— Required action —
Report every line in the listing that contains the string "airport".
------------------------
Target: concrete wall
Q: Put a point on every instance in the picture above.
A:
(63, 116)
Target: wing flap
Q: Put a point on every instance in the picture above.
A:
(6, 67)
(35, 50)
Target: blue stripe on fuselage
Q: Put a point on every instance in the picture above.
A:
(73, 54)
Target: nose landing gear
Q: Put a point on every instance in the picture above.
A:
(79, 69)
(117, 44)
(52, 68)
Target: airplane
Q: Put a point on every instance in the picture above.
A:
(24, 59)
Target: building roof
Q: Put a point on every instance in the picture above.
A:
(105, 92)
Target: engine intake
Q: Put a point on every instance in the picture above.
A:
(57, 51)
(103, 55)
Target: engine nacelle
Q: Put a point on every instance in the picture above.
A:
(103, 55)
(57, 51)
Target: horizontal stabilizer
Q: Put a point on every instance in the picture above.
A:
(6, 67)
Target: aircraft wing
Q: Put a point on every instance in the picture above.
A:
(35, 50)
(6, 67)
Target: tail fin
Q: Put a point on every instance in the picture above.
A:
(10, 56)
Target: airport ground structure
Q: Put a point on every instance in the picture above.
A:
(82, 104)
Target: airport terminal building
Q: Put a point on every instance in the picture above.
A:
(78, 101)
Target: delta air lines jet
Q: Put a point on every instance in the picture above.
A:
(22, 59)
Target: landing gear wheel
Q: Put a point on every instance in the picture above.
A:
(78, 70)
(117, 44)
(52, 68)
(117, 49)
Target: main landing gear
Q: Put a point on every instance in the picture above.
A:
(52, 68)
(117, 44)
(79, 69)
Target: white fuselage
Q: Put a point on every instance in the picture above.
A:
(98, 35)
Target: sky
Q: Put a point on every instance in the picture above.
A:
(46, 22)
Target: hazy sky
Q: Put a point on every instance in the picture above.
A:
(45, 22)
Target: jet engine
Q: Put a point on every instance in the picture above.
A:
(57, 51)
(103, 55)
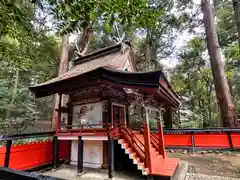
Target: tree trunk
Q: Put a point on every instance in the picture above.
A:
(148, 55)
(236, 8)
(14, 93)
(83, 43)
(63, 66)
(223, 94)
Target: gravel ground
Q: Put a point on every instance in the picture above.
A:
(193, 176)
(70, 172)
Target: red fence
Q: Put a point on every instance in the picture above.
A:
(32, 155)
(203, 138)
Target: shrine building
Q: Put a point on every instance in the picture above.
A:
(93, 115)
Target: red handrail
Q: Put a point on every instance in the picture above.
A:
(134, 142)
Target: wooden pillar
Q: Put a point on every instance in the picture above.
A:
(58, 119)
(167, 117)
(161, 137)
(127, 114)
(110, 142)
(8, 153)
(110, 156)
(147, 141)
(80, 155)
(55, 152)
(69, 122)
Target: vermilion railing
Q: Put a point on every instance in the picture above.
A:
(30, 155)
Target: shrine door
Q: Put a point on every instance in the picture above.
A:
(118, 114)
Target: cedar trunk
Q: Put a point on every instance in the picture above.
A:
(63, 66)
(223, 94)
(236, 8)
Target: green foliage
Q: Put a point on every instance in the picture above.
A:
(28, 56)
(79, 14)
(192, 79)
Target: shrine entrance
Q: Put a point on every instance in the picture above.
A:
(118, 114)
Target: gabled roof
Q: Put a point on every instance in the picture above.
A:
(113, 57)
(152, 83)
(107, 65)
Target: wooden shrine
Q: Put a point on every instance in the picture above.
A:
(99, 88)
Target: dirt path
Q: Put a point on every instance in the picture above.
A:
(212, 164)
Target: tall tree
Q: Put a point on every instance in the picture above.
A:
(236, 8)
(223, 94)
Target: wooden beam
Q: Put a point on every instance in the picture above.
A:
(80, 155)
(55, 152)
(8, 153)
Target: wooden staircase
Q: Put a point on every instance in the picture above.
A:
(133, 144)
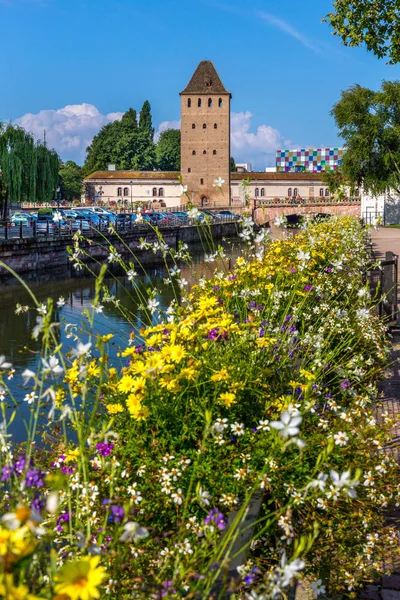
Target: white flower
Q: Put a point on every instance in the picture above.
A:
(341, 438)
(220, 425)
(218, 182)
(52, 365)
(81, 349)
(263, 425)
(237, 428)
(288, 423)
(133, 532)
(178, 496)
(318, 587)
(27, 375)
(303, 255)
(204, 497)
(3, 363)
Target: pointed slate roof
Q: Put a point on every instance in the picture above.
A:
(205, 80)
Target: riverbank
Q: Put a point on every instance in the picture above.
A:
(48, 252)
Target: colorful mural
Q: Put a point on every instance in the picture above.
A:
(310, 160)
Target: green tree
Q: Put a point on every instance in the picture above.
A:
(168, 150)
(71, 179)
(28, 170)
(369, 122)
(375, 23)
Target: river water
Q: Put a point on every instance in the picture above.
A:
(78, 290)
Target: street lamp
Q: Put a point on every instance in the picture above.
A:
(131, 197)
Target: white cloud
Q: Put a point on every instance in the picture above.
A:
(69, 130)
(288, 29)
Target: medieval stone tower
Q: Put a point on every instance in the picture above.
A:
(205, 137)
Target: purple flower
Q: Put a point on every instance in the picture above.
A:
(215, 516)
(34, 478)
(104, 449)
(117, 513)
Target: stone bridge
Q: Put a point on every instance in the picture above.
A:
(268, 211)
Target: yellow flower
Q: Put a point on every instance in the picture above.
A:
(72, 455)
(221, 375)
(114, 409)
(79, 579)
(107, 338)
(11, 592)
(126, 383)
(228, 398)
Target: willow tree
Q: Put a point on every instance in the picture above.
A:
(28, 170)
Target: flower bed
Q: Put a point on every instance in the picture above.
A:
(264, 378)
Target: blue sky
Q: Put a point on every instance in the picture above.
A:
(70, 66)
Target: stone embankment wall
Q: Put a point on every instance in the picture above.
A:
(30, 254)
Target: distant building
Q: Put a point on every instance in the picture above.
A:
(312, 160)
(244, 167)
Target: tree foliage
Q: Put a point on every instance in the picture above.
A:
(375, 23)
(369, 122)
(168, 150)
(70, 179)
(28, 170)
(126, 143)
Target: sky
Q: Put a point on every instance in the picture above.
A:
(71, 66)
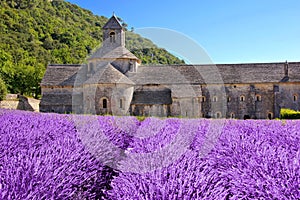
------------------------
— The completed task —
Target: airport ground structure
Target: airport terminal building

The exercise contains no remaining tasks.